:: Task to complete ::
Give back exactly the lines running from the line with "Could you please locate the steam plume" to the end of the entries, and only those lines.
# Start of Material for this exercise
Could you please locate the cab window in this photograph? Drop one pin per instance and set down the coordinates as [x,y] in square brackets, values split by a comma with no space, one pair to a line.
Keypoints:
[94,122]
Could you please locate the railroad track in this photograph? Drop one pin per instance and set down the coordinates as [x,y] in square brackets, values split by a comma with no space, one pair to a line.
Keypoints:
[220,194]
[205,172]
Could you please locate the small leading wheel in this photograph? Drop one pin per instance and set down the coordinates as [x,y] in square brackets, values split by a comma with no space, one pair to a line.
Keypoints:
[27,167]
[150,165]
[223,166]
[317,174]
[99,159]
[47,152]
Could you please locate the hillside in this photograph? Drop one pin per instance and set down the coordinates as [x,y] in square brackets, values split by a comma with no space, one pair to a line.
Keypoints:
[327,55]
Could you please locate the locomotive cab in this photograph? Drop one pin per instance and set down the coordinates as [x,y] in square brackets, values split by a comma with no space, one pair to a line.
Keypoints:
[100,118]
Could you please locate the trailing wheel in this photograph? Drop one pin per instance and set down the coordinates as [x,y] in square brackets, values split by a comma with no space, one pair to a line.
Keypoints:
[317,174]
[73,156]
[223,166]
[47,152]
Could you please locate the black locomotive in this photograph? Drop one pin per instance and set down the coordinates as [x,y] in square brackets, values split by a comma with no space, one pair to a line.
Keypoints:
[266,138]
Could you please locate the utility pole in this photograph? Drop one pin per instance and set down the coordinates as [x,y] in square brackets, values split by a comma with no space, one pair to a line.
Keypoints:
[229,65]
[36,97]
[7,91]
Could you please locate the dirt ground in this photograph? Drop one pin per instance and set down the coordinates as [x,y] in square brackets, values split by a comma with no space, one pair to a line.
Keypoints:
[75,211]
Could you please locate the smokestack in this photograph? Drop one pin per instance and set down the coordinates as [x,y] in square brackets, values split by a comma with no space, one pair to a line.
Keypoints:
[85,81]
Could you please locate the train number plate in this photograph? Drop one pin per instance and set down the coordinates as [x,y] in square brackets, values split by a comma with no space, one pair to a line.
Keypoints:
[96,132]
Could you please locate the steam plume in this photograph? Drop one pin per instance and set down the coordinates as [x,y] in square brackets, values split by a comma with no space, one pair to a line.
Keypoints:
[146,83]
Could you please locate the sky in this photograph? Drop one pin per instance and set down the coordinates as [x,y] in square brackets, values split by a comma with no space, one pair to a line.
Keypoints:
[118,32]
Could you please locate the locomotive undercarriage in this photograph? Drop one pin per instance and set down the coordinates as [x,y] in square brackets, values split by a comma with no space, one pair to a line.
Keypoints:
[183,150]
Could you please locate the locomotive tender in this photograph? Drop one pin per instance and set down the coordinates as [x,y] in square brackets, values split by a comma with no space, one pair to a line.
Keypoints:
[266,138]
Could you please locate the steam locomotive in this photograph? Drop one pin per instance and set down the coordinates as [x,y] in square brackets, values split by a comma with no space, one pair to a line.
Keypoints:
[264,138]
# End of Material for this exercise
:: Written answer ::
Could you please locate the steam plume in this photograph? Drop one pin per instance and set down the coordinates as [x,y] in square brackets, values split by a comma with no space, one pair to a line.
Keypoints:
[146,83]
Could you please locate the sky in this photograph? Drop one pin per instance and set down the coordinates as [x,y] in square brackets, values split by a comma with no space, one pair to a line.
Keypoints:
[118,32]
Could you please locate the locomotive undercarriage in this photograph? Drop one pin per instance and set down the coordinates as [x,y] in square brackets, values split by a comma with no space, one pair to a line.
Keypoints:
[183,150]
Could you please locate the locomotive tender in this photograph? Drop one pin per instance and set down the coordinates as [x,y] in square brackets, values split by a comma with no space, one pair to a line.
Keypoints:
[266,138]
Could you please locate the steam locomotive in this photograph? Drop one pin per instance and set down the coordinates as [x,y] in square brackets, values split by a comma with no space, one pair to a line.
Keypoints:
[264,138]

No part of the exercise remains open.